[
https://issues.apache.org/jira/browse/PIG-2536?page=com.atlassian.jira.plugin.system.issuetabpanels:comment-tabpanel&focusedCommentId=13460821#comment-13460821
]
Julien Le Dem commented on PIG-2536:
------------------------------------
Basically this is making the bag projection syntax work on relations.
If we want to do this we should look at all the places where a relation can be
used and make sure we can have a consistent syntax.
This type of shortcut is useful only if it consistent, otherwise it is
confusing.
For some it is straightforward:
B = distinct A.x; => B = distinct (foreach A generate x);
B = limit A.x 10; => B = limit (foreach A generate x) 10;
B = sample A.x 0.1; => B = sample (foreach A generate x) 0.1;
For other operators it could be tricky:
B = ORDER A.x BY x; => B = ORDER (FOREACH A GENERATE x) BY x;
B = ORDER A.(y,z) BY x; => B = FOREACH (ORDER A BY x) GENERATE y,z;
Same for group by:
B = GROUP A.(y,z) BY x; => B = FOREACH (GROUP A BY x) GENERATE group, A.(y,z);
And Filter
B = FILTER A.(y,z) BY x=0 => B = FOREACH (FILTER A BY x=0) GENERATE y,z;
For Split, Join, cogroup it becomes trickier.
···
→ PROBLEM A
Reproduce the part of the records that opens with the line containing "Per instance of the jersey number 8, set" and continues through the end of the records, with both ends included.

(Records from a data source)
···
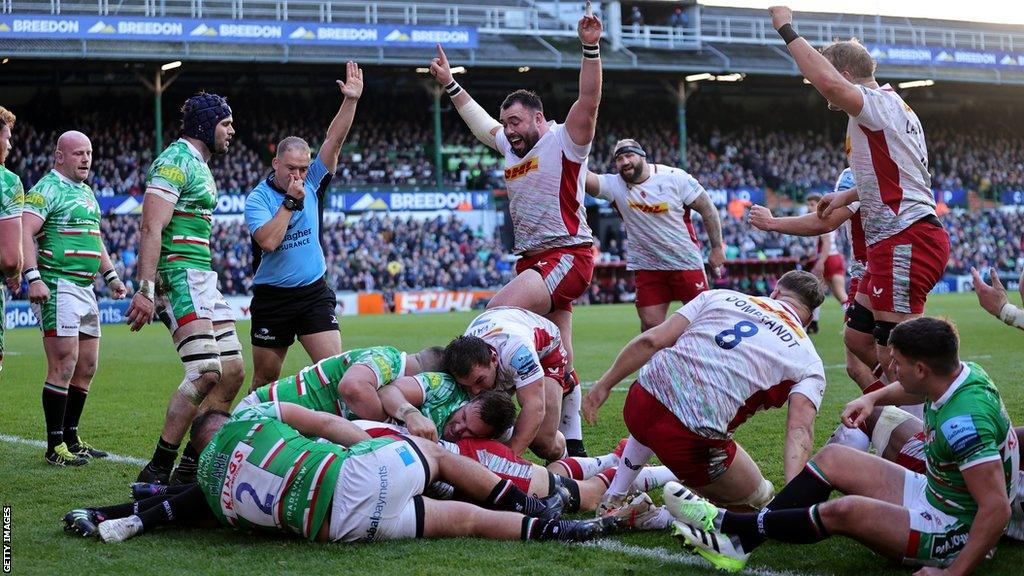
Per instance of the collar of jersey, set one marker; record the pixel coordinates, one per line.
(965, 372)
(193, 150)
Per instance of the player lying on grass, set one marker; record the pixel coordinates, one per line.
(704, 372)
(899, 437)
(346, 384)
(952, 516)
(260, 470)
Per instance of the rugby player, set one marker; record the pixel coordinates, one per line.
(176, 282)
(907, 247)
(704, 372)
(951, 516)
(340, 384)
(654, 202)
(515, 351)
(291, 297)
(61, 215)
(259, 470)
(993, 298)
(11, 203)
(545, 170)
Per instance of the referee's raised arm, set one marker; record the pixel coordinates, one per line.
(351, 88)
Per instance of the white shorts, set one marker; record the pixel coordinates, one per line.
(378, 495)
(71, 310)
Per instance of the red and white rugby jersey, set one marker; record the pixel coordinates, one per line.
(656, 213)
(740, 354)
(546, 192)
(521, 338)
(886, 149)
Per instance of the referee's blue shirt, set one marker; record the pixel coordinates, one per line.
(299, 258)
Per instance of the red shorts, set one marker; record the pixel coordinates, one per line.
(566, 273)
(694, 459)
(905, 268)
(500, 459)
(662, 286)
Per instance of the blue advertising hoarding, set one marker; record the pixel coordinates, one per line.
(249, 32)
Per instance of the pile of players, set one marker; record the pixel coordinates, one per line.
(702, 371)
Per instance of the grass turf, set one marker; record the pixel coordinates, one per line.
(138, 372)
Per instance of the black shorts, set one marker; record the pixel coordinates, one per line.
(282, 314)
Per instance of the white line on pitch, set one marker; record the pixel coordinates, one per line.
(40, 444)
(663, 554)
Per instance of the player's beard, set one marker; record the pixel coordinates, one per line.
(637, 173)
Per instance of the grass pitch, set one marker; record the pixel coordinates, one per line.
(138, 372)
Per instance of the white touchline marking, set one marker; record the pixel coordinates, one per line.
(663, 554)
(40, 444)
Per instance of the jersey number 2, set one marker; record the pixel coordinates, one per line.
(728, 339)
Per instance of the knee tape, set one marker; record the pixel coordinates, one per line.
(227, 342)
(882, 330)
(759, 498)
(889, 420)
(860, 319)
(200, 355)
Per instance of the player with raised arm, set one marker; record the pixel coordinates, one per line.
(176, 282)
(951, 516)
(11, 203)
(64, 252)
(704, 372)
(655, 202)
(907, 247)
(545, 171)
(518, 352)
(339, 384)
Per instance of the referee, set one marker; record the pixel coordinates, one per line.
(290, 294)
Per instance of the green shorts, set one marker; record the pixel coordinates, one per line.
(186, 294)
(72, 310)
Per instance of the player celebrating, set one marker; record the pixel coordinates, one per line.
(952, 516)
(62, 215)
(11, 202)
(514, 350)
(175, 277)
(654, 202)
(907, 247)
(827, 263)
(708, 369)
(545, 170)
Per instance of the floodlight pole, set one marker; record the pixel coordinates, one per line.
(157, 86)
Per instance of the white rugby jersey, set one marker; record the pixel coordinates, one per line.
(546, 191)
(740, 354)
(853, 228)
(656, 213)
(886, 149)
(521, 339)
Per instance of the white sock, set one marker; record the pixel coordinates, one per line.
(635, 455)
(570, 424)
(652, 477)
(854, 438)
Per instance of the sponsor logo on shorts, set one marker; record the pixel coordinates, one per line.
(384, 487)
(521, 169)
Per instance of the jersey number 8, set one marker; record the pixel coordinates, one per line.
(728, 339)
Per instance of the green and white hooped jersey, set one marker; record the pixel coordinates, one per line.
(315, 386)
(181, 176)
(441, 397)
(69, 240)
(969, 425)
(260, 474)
···
→ PROBLEM B
Decide whether each statement agrees with the comment on PIG-2536, answering yes or no and quoting the words from the comment that decide it: (i) The rewrite for split, join and cogroup is described as trickier. (ii) Distinct is given as one of the straightforward cases. (iii) In the rewrite of the filter shortcut, FILTER is placed outside the FOREACH.

→ FULL RESPONSE A
Per instance of the jersey number 8, set one marker; record the pixel coordinates, one per line.
(728, 339)
Per instance of the green and white hooped jersey, set one marker; record the pixel coordinates, one per line.
(315, 386)
(181, 176)
(441, 397)
(69, 240)
(969, 425)
(260, 474)

→ FULL RESPONSE B
(i) Yes: "For Split, Join, cogroup it becomes trickier."
(ii) Yes: "For some it is straightforward:" followed by "B = distinct A.x; => B = distinct (foreach A generate x);"
(iii) No: "B = FOREACH (FILTER A BY x=0) GENERATE y,z;"